*** Block opens ***
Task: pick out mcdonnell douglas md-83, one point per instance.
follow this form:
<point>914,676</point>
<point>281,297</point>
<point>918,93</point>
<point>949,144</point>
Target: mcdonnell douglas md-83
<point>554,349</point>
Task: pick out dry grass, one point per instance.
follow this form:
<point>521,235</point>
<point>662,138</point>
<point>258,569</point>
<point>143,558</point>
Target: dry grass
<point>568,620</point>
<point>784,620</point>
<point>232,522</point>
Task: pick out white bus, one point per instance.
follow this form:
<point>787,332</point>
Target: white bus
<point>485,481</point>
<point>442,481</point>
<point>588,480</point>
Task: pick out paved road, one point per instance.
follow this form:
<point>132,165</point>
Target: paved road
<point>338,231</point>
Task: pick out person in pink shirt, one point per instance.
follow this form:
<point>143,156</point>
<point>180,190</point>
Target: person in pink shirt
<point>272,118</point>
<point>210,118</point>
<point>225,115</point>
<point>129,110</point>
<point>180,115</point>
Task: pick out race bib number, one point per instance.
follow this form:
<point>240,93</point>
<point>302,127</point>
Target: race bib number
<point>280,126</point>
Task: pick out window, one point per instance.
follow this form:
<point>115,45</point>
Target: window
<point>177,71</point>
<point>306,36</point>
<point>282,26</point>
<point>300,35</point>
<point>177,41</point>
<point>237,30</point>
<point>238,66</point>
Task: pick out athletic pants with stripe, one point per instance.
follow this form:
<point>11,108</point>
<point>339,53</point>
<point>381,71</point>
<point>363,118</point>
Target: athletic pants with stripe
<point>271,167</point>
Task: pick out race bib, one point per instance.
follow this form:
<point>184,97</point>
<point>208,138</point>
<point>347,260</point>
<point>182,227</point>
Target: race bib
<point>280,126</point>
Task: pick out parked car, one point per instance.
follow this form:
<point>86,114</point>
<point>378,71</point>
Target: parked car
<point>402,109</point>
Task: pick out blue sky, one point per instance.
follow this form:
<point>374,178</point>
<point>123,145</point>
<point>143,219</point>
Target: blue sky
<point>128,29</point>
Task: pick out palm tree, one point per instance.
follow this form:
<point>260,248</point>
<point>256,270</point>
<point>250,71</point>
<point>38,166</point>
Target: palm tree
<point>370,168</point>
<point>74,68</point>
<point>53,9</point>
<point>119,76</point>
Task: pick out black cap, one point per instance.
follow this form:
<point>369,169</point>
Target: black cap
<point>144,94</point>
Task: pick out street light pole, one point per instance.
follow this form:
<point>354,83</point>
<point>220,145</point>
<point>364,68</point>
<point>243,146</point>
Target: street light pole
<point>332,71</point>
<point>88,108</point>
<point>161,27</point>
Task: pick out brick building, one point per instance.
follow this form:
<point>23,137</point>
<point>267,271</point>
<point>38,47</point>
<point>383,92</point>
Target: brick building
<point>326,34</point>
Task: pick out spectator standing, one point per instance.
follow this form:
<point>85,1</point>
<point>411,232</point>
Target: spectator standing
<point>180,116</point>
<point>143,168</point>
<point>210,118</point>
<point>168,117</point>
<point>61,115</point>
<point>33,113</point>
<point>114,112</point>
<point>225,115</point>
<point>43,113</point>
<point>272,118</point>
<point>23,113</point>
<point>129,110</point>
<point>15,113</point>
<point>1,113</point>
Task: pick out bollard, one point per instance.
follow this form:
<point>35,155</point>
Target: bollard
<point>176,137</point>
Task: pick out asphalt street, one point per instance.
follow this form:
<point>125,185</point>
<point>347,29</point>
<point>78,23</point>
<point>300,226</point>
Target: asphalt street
*** Block closes ***
### Your objective
Scan the data above for the string "asphalt". Copy every line in which it appears.

### Written answer
Task: pick out asphalt street, one point per instance.
Target: asphalt street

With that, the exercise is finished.